(Stored data entries)
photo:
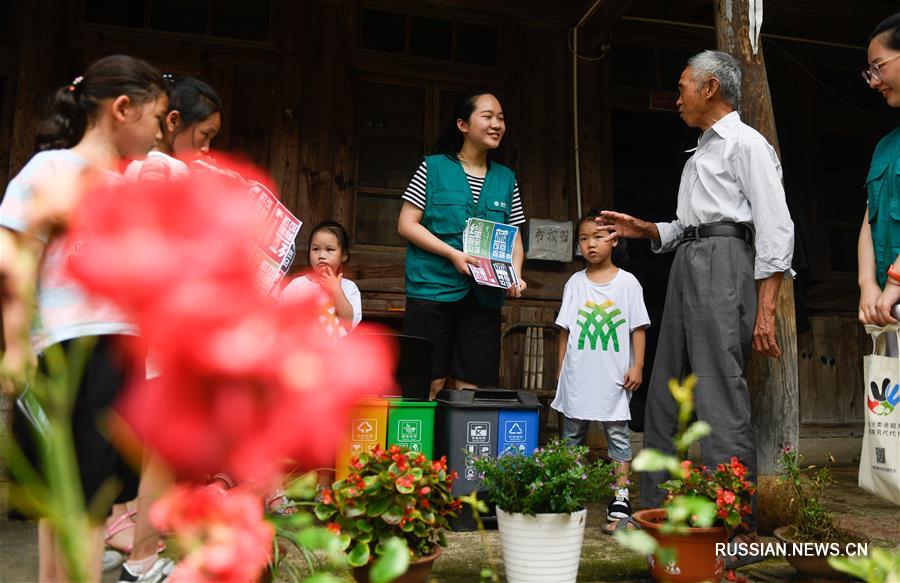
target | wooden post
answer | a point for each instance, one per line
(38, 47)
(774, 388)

* * *

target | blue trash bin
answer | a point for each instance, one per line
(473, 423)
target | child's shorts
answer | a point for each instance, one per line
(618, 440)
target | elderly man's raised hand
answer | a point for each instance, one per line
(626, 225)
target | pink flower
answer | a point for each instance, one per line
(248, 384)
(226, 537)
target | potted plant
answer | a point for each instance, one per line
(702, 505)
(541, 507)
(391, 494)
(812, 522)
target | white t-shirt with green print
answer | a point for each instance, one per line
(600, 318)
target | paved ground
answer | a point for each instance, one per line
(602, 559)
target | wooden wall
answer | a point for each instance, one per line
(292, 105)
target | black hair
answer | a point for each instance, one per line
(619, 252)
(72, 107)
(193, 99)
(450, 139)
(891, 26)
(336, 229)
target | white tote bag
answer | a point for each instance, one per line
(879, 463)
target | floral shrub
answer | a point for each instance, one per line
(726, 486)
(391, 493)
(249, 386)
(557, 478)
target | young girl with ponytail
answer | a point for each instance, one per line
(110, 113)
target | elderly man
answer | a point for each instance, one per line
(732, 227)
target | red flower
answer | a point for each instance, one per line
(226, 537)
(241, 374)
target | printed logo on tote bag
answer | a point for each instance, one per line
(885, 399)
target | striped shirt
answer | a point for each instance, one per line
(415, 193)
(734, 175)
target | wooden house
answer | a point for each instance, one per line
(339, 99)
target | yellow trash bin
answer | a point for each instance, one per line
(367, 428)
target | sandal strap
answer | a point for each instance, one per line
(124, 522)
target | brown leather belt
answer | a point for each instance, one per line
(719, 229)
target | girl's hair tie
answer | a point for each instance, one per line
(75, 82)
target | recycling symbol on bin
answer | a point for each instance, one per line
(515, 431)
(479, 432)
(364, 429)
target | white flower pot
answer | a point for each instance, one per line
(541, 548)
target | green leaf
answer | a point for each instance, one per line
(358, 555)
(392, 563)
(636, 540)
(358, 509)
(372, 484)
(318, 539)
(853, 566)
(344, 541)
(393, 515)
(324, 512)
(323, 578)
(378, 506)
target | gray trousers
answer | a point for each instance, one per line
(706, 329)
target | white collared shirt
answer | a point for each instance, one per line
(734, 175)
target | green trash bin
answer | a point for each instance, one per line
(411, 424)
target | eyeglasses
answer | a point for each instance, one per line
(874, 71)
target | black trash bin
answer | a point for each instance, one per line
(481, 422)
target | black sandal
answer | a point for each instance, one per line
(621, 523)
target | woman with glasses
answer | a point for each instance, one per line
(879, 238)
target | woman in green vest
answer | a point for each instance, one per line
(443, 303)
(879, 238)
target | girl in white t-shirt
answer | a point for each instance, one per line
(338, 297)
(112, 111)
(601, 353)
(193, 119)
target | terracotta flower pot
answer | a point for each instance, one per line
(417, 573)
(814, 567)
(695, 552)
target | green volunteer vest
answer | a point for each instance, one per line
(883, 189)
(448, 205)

==

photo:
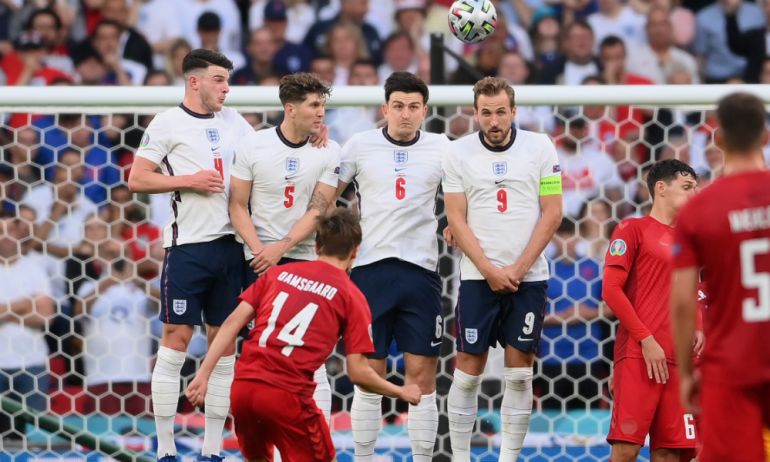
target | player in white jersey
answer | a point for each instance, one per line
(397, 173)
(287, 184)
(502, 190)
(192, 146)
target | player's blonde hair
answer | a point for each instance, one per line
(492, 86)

__WHAT YOU NEED TO DO__. All that belongs in your answer is the stretch of entries above from the line with "target | green trash bin" through the line with "target | terracotta flower pot", printed exactly.

__TASK SOLUTION__.
target | green trash bin
answer | a point for each instance, one per line
(411, 424)
target | eyeglasses
answer | a point for each instance, one per line
(874, 71)
target | black trash bin
answer | a point for each instance, one per line
(481, 422)
target | black sandal
answer | a point for each instance, one per line
(621, 523)
target | woman with glasses
answer | a point for each instance, one per line
(879, 238)
target | woman in green vest
answer | a point for each instance, one per line
(443, 303)
(879, 238)
target | girl in white t-shirt
answer | a point for each instance, one per line
(338, 297)
(112, 111)
(601, 353)
(193, 119)
target | terracotta flower pot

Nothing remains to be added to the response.